*** Opening Given entries ***

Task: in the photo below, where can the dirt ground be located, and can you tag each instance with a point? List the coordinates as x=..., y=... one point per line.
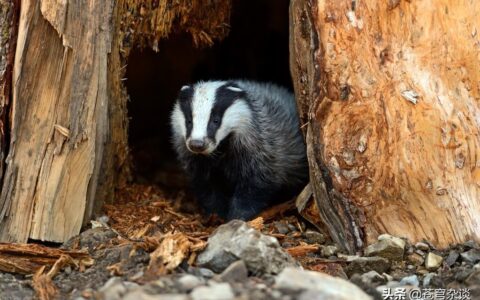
x=151, y=235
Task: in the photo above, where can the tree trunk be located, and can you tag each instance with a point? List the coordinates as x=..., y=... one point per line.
x=68, y=145
x=389, y=92
x=8, y=32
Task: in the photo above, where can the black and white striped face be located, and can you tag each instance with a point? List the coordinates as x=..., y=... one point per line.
x=207, y=112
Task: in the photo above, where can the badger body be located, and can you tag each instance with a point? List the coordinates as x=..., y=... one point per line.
x=240, y=144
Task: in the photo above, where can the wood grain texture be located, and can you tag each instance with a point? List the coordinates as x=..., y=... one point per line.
x=397, y=117
x=69, y=146
x=59, y=119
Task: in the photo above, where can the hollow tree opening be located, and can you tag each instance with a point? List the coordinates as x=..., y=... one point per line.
x=256, y=48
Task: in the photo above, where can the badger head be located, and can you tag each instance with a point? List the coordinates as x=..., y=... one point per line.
x=207, y=112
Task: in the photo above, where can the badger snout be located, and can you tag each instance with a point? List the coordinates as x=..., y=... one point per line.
x=200, y=146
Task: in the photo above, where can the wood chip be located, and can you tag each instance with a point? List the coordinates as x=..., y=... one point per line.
x=44, y=286
x=256, y=223
x=302, y=250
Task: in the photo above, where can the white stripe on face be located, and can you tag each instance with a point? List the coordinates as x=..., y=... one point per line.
x=202, y=104
x=178, y=122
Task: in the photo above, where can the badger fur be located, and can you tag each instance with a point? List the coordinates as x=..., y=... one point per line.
x=241, y=145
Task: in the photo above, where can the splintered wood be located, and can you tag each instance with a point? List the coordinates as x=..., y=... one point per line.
x=29, y=258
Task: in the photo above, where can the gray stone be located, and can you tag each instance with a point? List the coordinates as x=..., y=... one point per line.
x=236, y=272
x=314, y=237
x=422, y=246
x=236, y=240
x=141, y=294
x=365, y=264
x=433, y=261
x=113, y=289
x=471, y=256
x=471, y=244
x=473, y=278
x=189, y=282
x=281, y=227
x=410, y=280
x=372, y=278
x=328, y=251
x=451, y=258
x=217, y=291
x=386, y=248
x=324, y=286
x=427, y=279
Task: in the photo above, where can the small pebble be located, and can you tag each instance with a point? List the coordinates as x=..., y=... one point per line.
x=281, y=227
x=189, y=282
x=433, y=261
x=422, y=246
x=452, y=258
x=410, y=280
x=328, y=251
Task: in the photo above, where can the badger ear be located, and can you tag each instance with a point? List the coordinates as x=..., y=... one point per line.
x=234, y=89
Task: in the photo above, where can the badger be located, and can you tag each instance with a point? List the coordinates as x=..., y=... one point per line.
x=240, y=143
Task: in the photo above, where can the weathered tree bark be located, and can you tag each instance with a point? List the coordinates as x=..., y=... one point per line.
x=389, y=92
x=8, y=33
x=68, y=146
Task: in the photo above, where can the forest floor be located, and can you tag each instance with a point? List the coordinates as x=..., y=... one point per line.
x=153, y=245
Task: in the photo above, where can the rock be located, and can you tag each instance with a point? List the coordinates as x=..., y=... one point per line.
x=141, y=294
x=433, y=261
x=113, y=289
x=386, y=248
x=365, y=264
x=371, y=278
x=236, y=272
x=452, y=258
x=328, y=251
x=314, y=237
x=471, y=256
x=416, y=259
x=462, y=274
x=236, y=240
x=388, y=277
x=400, y=243
x=410, y=280
x=202, y=272
x=427, y=279
x=189, y=282
x=471, y=244
x=473, y=278
x=422, y=246
x=324, y=286
x=217, y=291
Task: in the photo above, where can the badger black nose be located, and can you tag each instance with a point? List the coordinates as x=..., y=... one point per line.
x=197, y=145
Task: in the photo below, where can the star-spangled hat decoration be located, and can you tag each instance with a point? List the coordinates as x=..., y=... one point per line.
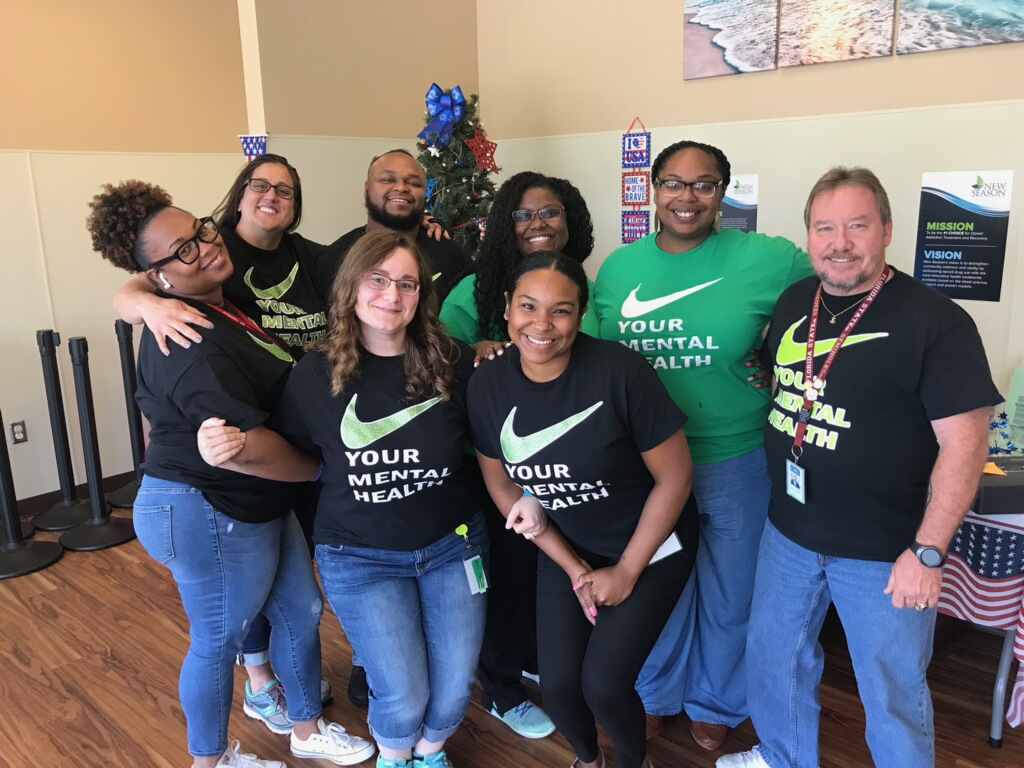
x=483, y=151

*** Closing Given entries ***

> [What you have to do]:
Without the pictures, transcribe the listing exactly as it stands.

> [Expected answer]:
Task: in the photo below, where can the dirt ground be located, and can you tag each instance with a point? List the coordinates as x=..., y=... one point per line.
x=151, y=235
Task: in the photo above, where can the tree trunk be located, and can you tag each instance with a point? List the coordinates as x=..., y=... one point per line.
x=68, y=145
x=389, y=92
x=8, y=32
Task: in the photo above, where can the black and white striped face be located, and can you tag each instance with a point? List the coordinates as x=..., y=... one point per line.
x=207, y=112
Task: in the photo above, where can the badger body be located, and can you tag each instance with a point? List the coordinates as x=..., y=... one point per line.
x=240, y=144
Task: in the photo above, where can the wood grain texture be located, and can you tag each instance with a point? List the coordinates as x=..., y=... one point per line.
x=397, y=117
x=69, y=146
x=59, y=119
Task: in the photo above, where can the hollow tree opening be located, and can you tag each instance with a point? List the coordinates as x=..., y=... one point per line.
x=256, y=48
Task: in the photo above, where can the badger head be located, and can you tag each instance with a point? List the coordinates as x=..., y=... one point per line.
x=207, y=112
Task: in the photo above, where can the badger snout be located, and can you tag each instance with a point? List the coordinates as x=..., y=... one point per line.
x=200, y=146
Task: in the photo above, where can the wood chip be located, and can you tag each instance with a point? List the coordinates as x=..., y=... one point per line.
x=44, y=286
x=256, y=223
x=302, y=250
Task: in the photo above, where can the white stripe on face be located, and can you tag each instance with a point? List the coordinates as x=..., y=... one point per line.
x=202, y=104
x=178, y=122
Task: in the photo above, where can the badger fur be located, and can you tag each instance with a point? List the coordinates as x=..., y=... one point per line.
x=241, y=145
Task: in the photo above, where can the splintered wood be located, and can you tag each instance with a point? List the coordinates as x=..., y=... one point per line.
x=29, y=258
Task: in the photo above, where can the gray stone be located, and can you tag each instance with a point? List the coordinates as x=..., y=... one point per line.
x=236, y=272
x=314, y=237
x=422, y=246
x=236, y=240
x=141, y=294
x=365, y=264
x=433, y=261
x=113, y=289
x=471, y=256
x=471, y=244
x=473, y=278
x=189, y=282
x=281, y=227
x=410, y=280
x=372, y=278
x=328, y=251
x=451, y=258
x=217, y=291
x=386, y=248
x=324, y=286
x=427, y=279
Task: in the photo above, where can the small pebble be located, and can you tag each instance with a point? List the coordinates as x=..., y=... one point per line.
x=281, y=227
x=189, y=282
x=433, y=261
x=422, y=246
x=452, y=258
x=410, y=280
x=328, y=251
Task: in the photo above, where can the badger ear be located, and can you tag each instance with a point? List the coordinates as x=..., y=... one point per line.
x=234, y=89
Task: in the photo above, where can the badger be located, and can you tag each instance with a point? List the coordinates as x=..., y=... one point per line.
x=240, y=143
Task: in the photo above, where can the weathered tree bark be located, and can you tag each instance with a point? List the coordinates as x=..., y=... one point per line.
x=389, y=92
x=8, y=33
x=68, y=146
Task: in the photo above, where can the forest floor be located, and can you tag each instance with a point? List the coordinates as x=..., y=... one point per line.
x=153, y=245
Task: in the photo above, where can the rock be located, and can you tag each instance with a point? List the coordinates as x=..., y=... one point per line.
x=141, y=294
x=433, y=261
x=113, y=289
x=386, y=248
x=365, y=264
x=371, y=278
x=236, y=272
x=452, y=258
x=328, y=251
x=314, y=237
x=471, y=256
x=416, y=259
x=462, y=274
x=236, y=240
x=388, y=277
x=400, y=243
x=410, y=280
x=202, y=272
x=427, y=279
x=189, y=282
x=471, y=244
x=473, y=278
x=422, y=246
x=324, y=286
x=217, y=291
Task: in the photo above, where can the badger black nose be located, and can you tag each instance with a point? List the coordinates as x=..., y=... one point per line.
x=197, y=145
Task: in the photo below, where can the star-spangled hat decoration be located, and can you tag each instance with a point? List the coordinates as x=..., y=... one point per line.
x=483, y=151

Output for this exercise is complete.